*** RECORDS PROVIDED ***

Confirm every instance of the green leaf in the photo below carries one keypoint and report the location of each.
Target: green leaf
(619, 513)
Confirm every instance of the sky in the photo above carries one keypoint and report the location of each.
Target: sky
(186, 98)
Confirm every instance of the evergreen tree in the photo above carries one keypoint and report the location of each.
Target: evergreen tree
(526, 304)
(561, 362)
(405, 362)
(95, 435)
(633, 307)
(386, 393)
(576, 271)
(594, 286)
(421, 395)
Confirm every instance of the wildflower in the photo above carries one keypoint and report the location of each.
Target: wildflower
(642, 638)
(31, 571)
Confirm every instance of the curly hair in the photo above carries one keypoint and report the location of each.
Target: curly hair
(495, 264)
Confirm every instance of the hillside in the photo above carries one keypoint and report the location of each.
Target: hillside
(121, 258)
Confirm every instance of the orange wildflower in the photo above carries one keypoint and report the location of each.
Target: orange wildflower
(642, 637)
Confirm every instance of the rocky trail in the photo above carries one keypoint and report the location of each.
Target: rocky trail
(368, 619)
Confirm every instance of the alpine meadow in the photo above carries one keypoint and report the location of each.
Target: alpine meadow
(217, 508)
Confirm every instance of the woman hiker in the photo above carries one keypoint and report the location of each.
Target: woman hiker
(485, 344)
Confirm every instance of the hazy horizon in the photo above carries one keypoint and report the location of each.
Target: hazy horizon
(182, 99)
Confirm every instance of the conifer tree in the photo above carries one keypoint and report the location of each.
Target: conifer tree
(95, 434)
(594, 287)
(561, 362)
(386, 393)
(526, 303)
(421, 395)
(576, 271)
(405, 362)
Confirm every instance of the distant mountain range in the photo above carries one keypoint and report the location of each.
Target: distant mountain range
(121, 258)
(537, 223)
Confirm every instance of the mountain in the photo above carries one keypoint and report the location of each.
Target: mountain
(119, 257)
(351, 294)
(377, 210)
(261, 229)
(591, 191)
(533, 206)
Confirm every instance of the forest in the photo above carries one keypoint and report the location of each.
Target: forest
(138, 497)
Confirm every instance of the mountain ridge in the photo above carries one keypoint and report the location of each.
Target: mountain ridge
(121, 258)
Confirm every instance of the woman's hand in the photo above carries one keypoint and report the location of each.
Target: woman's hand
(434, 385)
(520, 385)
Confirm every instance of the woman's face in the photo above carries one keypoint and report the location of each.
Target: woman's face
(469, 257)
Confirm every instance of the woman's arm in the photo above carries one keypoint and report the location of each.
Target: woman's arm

***

— WRITTEN REQUEST —
Copy every line of the data from the one containing "Confirm every instance of the woman's face" through the end, both ends included and requests kept, and nothing else. Multiply each coordinate in the answers by 1.6 and round it to a whole number, with halves rounded up.

— REPLY —
Confirm every instance of the woman's face in the photo above carries one keypoint and report the location of each.
Target: woman's face
(750, 411)
Confirm every instance of the woman's arm in the photo above carries one keypoint and report the location of each.
Target: woman's arm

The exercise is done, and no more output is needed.